CHALLENGE:
Please revise the following lines by replacing "glass bowl" with "crystal bowl" wherever it occurs, leaving everything else unchanged.

Collected data
--- --- ---
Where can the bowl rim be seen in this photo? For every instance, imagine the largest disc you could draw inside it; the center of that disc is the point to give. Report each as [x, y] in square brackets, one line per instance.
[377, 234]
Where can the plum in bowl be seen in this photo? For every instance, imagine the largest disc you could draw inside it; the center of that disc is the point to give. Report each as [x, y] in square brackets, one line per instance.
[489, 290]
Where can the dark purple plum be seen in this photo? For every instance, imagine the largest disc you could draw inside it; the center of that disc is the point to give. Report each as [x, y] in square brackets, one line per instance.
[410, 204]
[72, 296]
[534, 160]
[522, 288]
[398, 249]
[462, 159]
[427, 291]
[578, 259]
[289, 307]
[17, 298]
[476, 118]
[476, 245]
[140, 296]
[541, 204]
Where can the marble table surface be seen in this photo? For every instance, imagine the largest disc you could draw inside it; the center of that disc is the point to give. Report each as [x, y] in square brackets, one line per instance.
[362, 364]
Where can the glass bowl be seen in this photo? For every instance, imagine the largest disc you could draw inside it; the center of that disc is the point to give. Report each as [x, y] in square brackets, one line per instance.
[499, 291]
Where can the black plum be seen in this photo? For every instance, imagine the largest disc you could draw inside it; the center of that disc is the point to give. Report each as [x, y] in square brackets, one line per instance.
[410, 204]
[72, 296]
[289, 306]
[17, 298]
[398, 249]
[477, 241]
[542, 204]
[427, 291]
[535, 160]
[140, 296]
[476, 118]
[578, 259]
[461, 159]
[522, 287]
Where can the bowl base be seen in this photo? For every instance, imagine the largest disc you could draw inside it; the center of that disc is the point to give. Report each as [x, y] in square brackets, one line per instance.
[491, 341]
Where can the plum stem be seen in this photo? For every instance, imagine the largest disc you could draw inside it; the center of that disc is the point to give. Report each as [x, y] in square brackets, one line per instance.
--- --- ---
TASK SOLUTION:
Where can the bowl rim be seen in this photo? For every instance, imagine the largest disc you could draw inside it; the center of that disc is the point to give. Report each as [x, y] in square brackets, one line per instance.
[377, 234]
Where can the plum in bowl be seen in this photo? For every instance, imagine the largest disc you could draw inside it; the center of that disc is the point to give. Report each as [x, y] in square brackets, one line per instance.
[489, 290]
Where can the dark purple plum be seen in this photo? For every instance, imagine the largest disc you could draw inside it; the center of that disc is the point to give. Report each as [x, y] in square brackets, one line per instance.
[410, 204]
[72, 296]
[534, 160]
[522, 288]
[398, 249]
[462, 159]
[427, 291]
[578, 259]
[289, 307]
[17, 298]
[476, 118]
[476, 245]
[140, 296]
[541, 204]
Where can the marble table surface be seen in this photo? For every instance, imagine the largest disc you could draw inside it; the center of that disc is the point to give. Report each as [x, y] in square brackets, one line per instance.
[362, 364]
Where can the crystal bowl be seen in this photo? For every instance, imagine the largest disc you could draw inside it; the center of that disc is the point to give. Report each as [x, y] in square brackets, one line per instance.
[499, 291]
Where can the black plum be seen in this photo? For every instance, imagine the largest disc you could draw inside it; the center of that disc is the point to give. Report each as [x, y] in square brackets, one line per instance.
[410, 204]
[72, 296]
[289, 306]
[17, 298]
[398, 249]
[477, 241]
[542, 204]
[427, 291]
[535, 160]
[140, 296]
[476, 118]
[578, 259]
[461, 159]
[522, 287]
Where can the bowl base be seen in this photo? For every instance, imagine the largest disc you could draw inside it; the center of that disc is the point to give. Report each as [x, y] in square brackets, one line per instance.
[491, 341]
Where can the plum stem be seen in this photo? For every instance, imagine the largest disc you could draw inside it; the center of that disc is the point to give. Report each as [x, y] in square brackets, one line per instance.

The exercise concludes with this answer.